Omit all pictures, then retype the data exactly as given.

Object position labeling entries:
►

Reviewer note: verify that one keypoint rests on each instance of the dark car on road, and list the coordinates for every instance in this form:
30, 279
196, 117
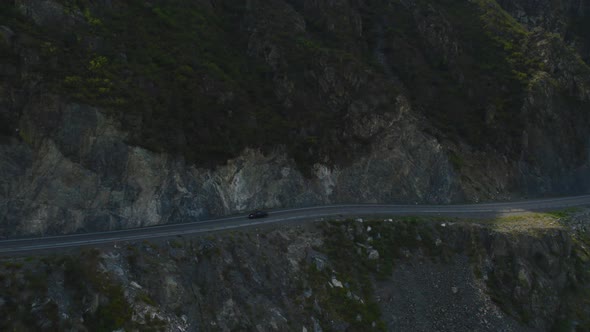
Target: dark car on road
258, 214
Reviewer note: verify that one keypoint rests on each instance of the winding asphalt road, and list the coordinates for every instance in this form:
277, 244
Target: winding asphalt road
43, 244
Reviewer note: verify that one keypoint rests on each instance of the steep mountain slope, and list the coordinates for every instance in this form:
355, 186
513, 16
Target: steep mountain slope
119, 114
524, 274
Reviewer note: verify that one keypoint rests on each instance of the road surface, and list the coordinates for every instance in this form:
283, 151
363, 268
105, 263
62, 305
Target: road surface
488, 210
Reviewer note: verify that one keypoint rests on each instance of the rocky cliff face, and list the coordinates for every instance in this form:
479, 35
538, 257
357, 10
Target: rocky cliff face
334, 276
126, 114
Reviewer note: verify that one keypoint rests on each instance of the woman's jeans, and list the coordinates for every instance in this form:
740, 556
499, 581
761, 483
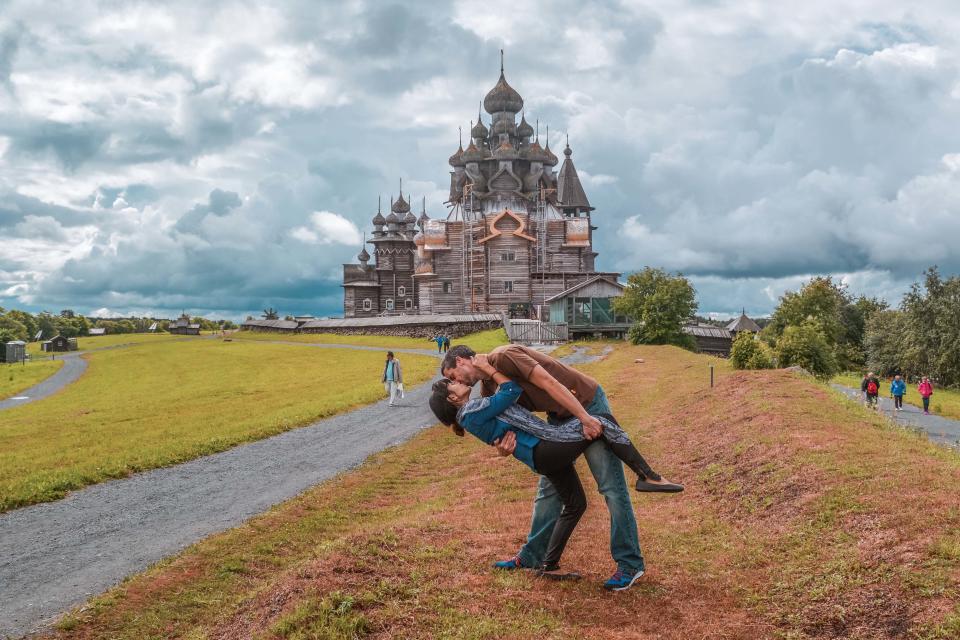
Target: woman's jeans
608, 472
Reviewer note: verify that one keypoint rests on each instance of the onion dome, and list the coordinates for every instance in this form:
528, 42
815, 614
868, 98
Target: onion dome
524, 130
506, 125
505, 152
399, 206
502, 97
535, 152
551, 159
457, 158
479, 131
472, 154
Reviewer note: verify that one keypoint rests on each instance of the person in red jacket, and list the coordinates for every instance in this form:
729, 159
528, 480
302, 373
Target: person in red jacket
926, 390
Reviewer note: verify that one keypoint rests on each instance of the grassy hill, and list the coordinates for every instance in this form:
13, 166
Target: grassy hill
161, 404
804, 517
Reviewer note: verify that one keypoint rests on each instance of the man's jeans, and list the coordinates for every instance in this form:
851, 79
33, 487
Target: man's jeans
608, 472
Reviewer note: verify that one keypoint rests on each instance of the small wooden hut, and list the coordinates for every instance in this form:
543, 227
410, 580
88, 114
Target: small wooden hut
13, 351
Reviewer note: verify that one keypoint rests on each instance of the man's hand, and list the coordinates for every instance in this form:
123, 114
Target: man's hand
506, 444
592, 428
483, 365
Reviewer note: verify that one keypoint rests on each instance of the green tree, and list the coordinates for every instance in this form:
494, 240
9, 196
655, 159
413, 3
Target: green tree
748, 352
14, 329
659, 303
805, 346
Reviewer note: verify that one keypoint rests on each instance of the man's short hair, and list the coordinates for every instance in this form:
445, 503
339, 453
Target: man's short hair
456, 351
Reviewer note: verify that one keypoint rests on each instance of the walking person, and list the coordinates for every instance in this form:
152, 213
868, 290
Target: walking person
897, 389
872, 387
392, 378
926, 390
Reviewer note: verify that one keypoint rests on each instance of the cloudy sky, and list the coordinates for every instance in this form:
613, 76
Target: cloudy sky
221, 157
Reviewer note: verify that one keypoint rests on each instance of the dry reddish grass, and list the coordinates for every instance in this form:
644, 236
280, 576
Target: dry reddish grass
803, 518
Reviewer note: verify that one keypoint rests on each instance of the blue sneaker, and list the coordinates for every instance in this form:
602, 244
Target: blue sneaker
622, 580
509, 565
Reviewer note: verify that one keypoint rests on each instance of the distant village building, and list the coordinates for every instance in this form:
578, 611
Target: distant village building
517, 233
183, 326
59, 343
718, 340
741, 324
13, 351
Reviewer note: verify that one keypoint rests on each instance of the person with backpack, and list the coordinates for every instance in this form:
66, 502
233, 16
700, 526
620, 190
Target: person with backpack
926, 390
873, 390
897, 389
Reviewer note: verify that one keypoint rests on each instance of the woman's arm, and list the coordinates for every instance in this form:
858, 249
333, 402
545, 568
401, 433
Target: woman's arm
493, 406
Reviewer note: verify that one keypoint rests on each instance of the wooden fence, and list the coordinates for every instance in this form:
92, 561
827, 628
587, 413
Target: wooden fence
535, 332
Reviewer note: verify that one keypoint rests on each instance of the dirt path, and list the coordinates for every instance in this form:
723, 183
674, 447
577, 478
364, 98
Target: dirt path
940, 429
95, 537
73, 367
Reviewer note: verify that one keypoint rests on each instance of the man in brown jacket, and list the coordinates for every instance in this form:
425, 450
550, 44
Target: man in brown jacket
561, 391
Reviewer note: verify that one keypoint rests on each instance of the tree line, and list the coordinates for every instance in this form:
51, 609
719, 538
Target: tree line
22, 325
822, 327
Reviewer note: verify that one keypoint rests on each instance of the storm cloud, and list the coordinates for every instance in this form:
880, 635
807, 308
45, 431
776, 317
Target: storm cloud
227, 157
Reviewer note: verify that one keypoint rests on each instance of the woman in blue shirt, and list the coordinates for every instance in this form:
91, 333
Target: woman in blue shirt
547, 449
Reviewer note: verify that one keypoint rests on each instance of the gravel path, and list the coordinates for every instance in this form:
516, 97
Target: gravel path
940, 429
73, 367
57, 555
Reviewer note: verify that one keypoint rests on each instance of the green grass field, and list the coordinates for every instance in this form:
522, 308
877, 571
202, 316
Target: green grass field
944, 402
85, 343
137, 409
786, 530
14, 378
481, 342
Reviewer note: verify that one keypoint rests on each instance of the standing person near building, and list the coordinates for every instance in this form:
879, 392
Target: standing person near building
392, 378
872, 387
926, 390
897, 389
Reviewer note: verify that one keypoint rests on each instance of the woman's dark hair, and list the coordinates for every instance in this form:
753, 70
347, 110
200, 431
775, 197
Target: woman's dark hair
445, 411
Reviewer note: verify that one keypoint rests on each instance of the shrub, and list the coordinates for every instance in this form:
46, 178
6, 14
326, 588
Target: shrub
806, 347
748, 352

◄

**Answer:**
Reviewer note: verify that one keypoint rests on each instance of the dark car on road, and list the coordinates for every instance in this form:
30, 279
196, 117
Target: dark car on road
258, 214
Reviewer note: verify that one keypoint rests on each instance of the winding asphalt road, and list the coordinates for every instance in this form:
277, 244
Target: winding asphalt road
43, 244
Reviewer note: verify that one keypoint rests on each instance of the steep mountain slope, and list the coordinates for every instance in this form:
355, 186
513, 16
Target: steep mountain slope
119, 114
524, 274
Reviewer note: verify that one keypoint rests on each instance of the road surface, and list the coordinates for every instance in this form:
283, 151
363, 268
105, 263
62, 305
Target: road surface
488, 210
Reviewer note: verify that one keypoint rests on each instance of the rocky cliff face, and list the coordinates for every instance in this form:
479, 35
538, 257
357, 10
Target: rocky cliff face
334, 276
126, 114
Reviewer note: verify that one keypoint rests on each instance of the woman's jeans, and list the coordinates for every instance in this form:
740, 556
499, 581
761, 483
Target: woman's jeans
608, 472
Reviewer note: verify that one keypoint rests on each instance of the onion dome, and list the coordinates for every instance in this form:
528, 42
815, 614
868, 98
Target: onion dome
524, 130
506, 125
505, 152
399, 206
502, 97
535, 152
551, 159
457, 158
479, 131
472, 154
Reviewer note: verify that one keypoint rests on each instance of the person in red jacket, and list the coordinates for every instance in this form:
729, 159
528, 480
302, 373
Target: person in red jacket
926, 390
Reviewer note: verify that one keypoint rests on each instance of the grassy hill, and list the coordinates for every instance in this form:
13, 166
Target: grassy hill
161, 404
804, 517
Reviewer note: verify that one keypoint rests on each instance of the man's jeans, and list the coordinates for every instance in this form:
851, 79
33, 487
Target: man's jeans
608, 472
Reviewer note: verify that one keypoint rests on each instance of the small wooden hut, and list the coordinates for every instance in this form:
543, 227
410, 580
88, 114
Target: small wooden hut
13, 351
Reviewer note: verify that one keypoint rests on each instance of the man's hand, and list the coordinates for every instance in this form:
123, 114
Target: man's hand
506, 444
592, 428
483, 365
Reviewer note: verify that one keypoint rests on each instance of the green tree, and list the coordinates for every instance in this form:
494, 240
9, 196
655, 159
413, 3
Target: green tree
748, 352
14, 329
659, 303
805, 346
Reviewer note: verify that one keypoint rests on each instance of the man's short hair, and list the coordinates for every instance in this form:
445, 503
339, 453
Target: man's short hair
456, 351
Reviewer note: verify that one keypoint rests on each instance of the walking person, and list the coordinates for every instance in this form:
152, 213
868, 290
Target: walking person
897, 389
872, 387
392, 378
926, 390
Reviewer note: verify that one keypoint rests on each instance of the cloudy sky, and list the coordinates for every instance in this form:
613, 76
Target: cloudy sky
221, 157
Reviewer note: verify that one keypoint rests on each instance of the dry reddish grass, and list the coordinates for every instance in this form:
644, 236
280, 576
Target: dry reddish grass
803, 518
Reviewer note: verify that one keypoint rests on each instance of the blue sneaker, and list the coordinates for every instance in this form:
602, 244
Target: blue sneaker
622, 580
509, 565
Reviewer note: verify that one keypoint rests on each instance of the distant village building, and list the coordinates for every instance in this form:
578, 611
Target: distant village building
517, 233
183, 326
59, 343
718, 340
741, 324
13, 351
Reviewer note: verify that one keypoint rests on each instance of the person with backpack, and list the coordinates for every instance in this form:
66, 502
233, 16
700, 526
620, 190
Target: person with backpack
926, 390
873, 390
897, 389
Reviewer note: verify that one keypoint rests on each instance of the woman's arm, and list the coordinates for every instance in this form:
858, 249
333, 402
545, 568
401, 433
Target: woman's arm
493, 406
Reviewer note: verify that one keypoint rests on each instance of the wooden fence, and list the coordinates for every instance in this form:
92, 561
827, 628
587, 413
Target: wooden fence
535, 332
Reviewer note: verify that one keypoint rests on each instance of the dirt path, and list the coordinates for every instance in this form:
723, 183
674, 447
577, 478
364, 98
Target: dirt path
940, 429
95, 537
73, 367
Reviewer note: verify that one keypoint rests on each instance of the man in brown jacket, and list the coordinates for every instance in this form:
425, 450
550, 44
Target: man in brown jacket
561, 391
Reviewer note: verify that one keypoint rests on each instance of the tree line, and list the coordinates for every instance in this form:
51, 609
719, 538
Target: tree line
22, 325
822, 327
Reviewer note: verify that one keypoint rests on each instance of the storm cloud, and list the coordinates for every instance in this form:
880, 635
807, 308
45, 431
776, 317
Target: storm cloud
227, 157
Reviewer note: verify that one keypoint rests on each instance of the woman in blue shirt, and list the coordinates for every instance in this form:
91, 333
Target: woman in blue shirt
547, 449
Reviewer note: verify that one keypoint rests on each instance of the gravel path, and list the coordinates for every instance in this form:
516, 97
Target: gravel path
940, 429
73, 367
57, 555
Reviewer note: verify that one keypoint rests on each instance of the green grass field, and list the coordinates for every instance in this form:
522, 308
877, 571
202, 316
Target: green grass field
944, 402
85, 343
137, 409
786, 530
14, 378
481, 342
Reviewer note: verify that one keypoint rests on each instance of the standing person near building, and list the coordinates for every instance in this form:
879, 392
Target: standing person near building
392, 378
872, 387
926, 390
897, 389
Reviewer note: verify that one keypoint rests on each instance of the woman's dark hair, and list the coordinates for every instance in this form:
753, 70
347, 110
200, 431
775, 197
Target: woman's dark hair
445, 411
Reviewer note: verify that one keypoint rests on each instance of the shrub, and list the coordinates for every instance in this form:
46, 178
6, 14
326, 588
Target: shrub
806, 347
748, 352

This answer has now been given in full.